(Excerpt from a dataset)
+ + + + + + +

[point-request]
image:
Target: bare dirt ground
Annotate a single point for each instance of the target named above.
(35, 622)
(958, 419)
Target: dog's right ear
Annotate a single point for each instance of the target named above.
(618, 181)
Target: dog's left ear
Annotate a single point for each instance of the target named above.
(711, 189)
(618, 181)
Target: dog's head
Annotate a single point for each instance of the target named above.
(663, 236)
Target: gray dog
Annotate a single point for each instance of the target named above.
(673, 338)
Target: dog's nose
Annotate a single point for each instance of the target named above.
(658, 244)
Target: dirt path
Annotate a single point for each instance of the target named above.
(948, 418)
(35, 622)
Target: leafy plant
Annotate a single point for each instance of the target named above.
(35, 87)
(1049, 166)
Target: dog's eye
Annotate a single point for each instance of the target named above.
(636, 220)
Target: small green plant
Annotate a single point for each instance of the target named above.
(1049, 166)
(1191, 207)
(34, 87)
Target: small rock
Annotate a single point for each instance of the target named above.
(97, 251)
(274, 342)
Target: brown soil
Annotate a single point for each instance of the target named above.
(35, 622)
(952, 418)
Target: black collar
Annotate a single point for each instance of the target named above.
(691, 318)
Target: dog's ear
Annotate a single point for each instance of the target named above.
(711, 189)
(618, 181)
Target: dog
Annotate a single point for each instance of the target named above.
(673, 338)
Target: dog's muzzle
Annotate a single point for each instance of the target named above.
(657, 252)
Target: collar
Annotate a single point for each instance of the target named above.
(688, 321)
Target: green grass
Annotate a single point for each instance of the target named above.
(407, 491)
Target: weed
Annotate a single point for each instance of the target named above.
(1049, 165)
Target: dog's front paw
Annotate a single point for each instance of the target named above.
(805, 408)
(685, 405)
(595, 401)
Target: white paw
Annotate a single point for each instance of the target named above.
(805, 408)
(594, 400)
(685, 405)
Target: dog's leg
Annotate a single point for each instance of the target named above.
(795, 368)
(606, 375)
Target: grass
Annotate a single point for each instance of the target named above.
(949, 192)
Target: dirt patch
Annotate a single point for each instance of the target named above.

+ + + + + + +

Rewrite the stretch of the listing from the line "Target: weed" through its end, putting "foot" wherever "paw" appears and changing nothing else.

Target: weed
Annotate a single point for each instance of the target named above.
(1049, 165)
Target: dog's front foot
Annotate a single point for each instance of the target named above.
(805, 408)
(685, 405)
(595, 401)
Target: white foot
Annotate a single point for each instance of the target named above.
(805, 408)
(594, 400)
(685, 405)
Target: dog's leg
Annotate a single point for each instance of the target named above.
(795, 368)
(606, 375)
Target: grass
Annotate a single point for each instance of the target named above.
(949, 192)
Target: dirt patch
Annotate a single point for each instance of the target named above.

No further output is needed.